▸ WHAT YOU HAVE TO DO: Down to the last line, write out the entries below exactly and omit all pictures.

(Referring expression pointing data)
◆ ◆ ◆

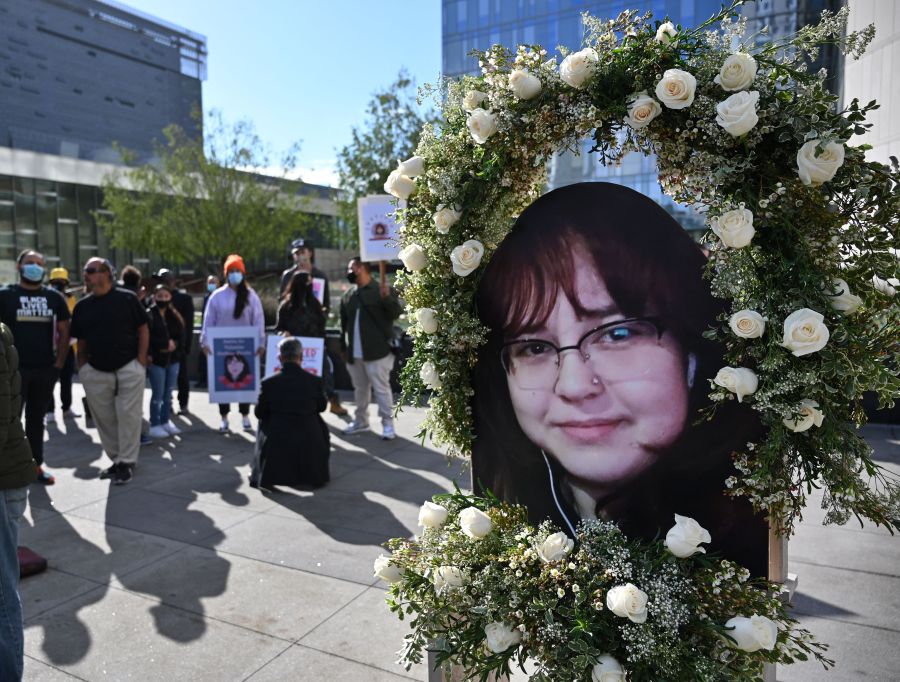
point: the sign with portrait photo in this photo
(591, 393)
(313, 354)
(378, 231)
(233, 365)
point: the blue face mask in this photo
(33, 272)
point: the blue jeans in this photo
(162, 381)
(12, 636)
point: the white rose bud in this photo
(808, 415)
(473, 99)
(578, 67)
(429, 375)
(524, 84)
(737, 73)
(474, 523)
(427, 319)
(642, 109)
(555, 548)
(814, 170)
(447, 578)
(676, 89)
(734, 228)
(627, 601)
(432, 515)
(747, 324)
(413, 257)
(385, 570)
(501, 636)
(482, 124)
(412, 167)
(399, 185)
(805, 332)
(467, 257)
(739, 380)
(665, 33)
(607, 669)
(737, 114)
(753, 634)
(684, 538)
(843, 301)
(445, 217)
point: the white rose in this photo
(734, 228)
(482, 124)
(684, 538)
(427, 319)
(386, 571)
(665, 33)
(676, 89)
(501, 636)
(737, 73)
(814, 170)
(748, 324)
(739, 380)
(843, 301)
(555, 548)
(466, 257)
(753, 633)
(429, 375)
(524, 84)
(399, 185)
(413, 257)
(473, 99)
(808, 415)
(474, 523)
(447, 578)
(578, 67)
(412, 167)
(445, 217)
(737, 114)
(607, 669)
(432, 515)
(627, 601)
(642, 109)
(805, 332)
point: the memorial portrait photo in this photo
(589, 390)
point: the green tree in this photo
(391, 131)
(203, 199)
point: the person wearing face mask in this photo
(234, 305)
(39, 319)
(59, 280)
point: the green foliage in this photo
(201, 200)
(390, 132)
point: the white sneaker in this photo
(158, 431)
(355, 427)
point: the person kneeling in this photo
(293, 443)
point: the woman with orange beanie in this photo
(234, 305)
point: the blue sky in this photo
(305, 69)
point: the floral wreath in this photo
(803, 230)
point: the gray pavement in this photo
(187, 573)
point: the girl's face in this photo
(604, 418)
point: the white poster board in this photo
(379, 233)
(313, 354)
(233, 365)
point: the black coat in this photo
(295, 440)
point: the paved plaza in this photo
(187, 573)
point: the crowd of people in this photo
(127, 331)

◆ ◆ ◆

▸ ANSWER SPACE:
point: the sign with portrait photo in this photo
(591, 393)
(313, 354)
(378, 231)
(233, 365)
point: the blue face mask in this photo
(33, 272)
point: the blue jeans in this photo
(162, 381)
(12, 636)
point: the white rose bud in this photo
(808, 415)
(473, 99)
(578, 67)
(429, 375)
(524, 84)
(737, 73)
(474, 523)
(427, 319)
(642, 109)
(555, 548)
(814, 170)
(447, 578)
(676, 89)
(734, 228)
(627, 601)
(432, 515)
(747, 324)
(413, 257)
(385, 570)
(501, 636)
(482, 124)
(412, 167)
(399, 185)
(805, 332)
(467, 257)
(739, 380)
(665, 33)
(607, 669)
(737, 114)
(753, 634)
(684, 538)
(843, 301)
(445, 217)
point: the white rose in this photo
(734, 228)
(482, 124)
(684, 538)
(427, 319)
(386, 571)
(665, 33)
(676, 89)
(501, 636)
(737, 73)
(814, 170)
(748, 324)
(739, 380)
(843, 301)
(555, 548)
(466, 257)
(753, 633)
(429, 375)
(524, 84)
(399, 185)
(413, 257)
(473, 99)
(808, 415)
(474, 523)
(447, 578)
(578, 67)
(412, 167)
(445, 217)
(737, 114)
(607, 669)
(432, 515)
(627, 601)
(642, 109)
(805, 332)
point: the memorial portrait photo in this photo
(589, 390)
point: the green tree in this photo
(391, 131)
(203, 199)
point: the person wearing face mask in this photo
(234, 305)
(39, 319)
(59, 280)
point: the green foliage in this photo
(201, 200)
(390, 132)
point: the white sneaker in this photo
(158, 431)
(355, 427)
point: the person kneeling in this photo
(293, 443)
point: the woman with orange beanie in this photo
(234, 305)
point: the blue sky in this photo
(305, 69)
point: the floral wreath in this photo
(803, 230)
point: the gray pavement in this photo
(187, 573)
point: the girl's face in this photo
(604, 418)
point: the white poster board in this photo
(379, 233)
(313, 354)
(233, 365)
point: the black coat in this photo
(295, 440)
point: the paved plaza in this photo
(187, 573)
point: the crowd of people in this photo
(127, 331)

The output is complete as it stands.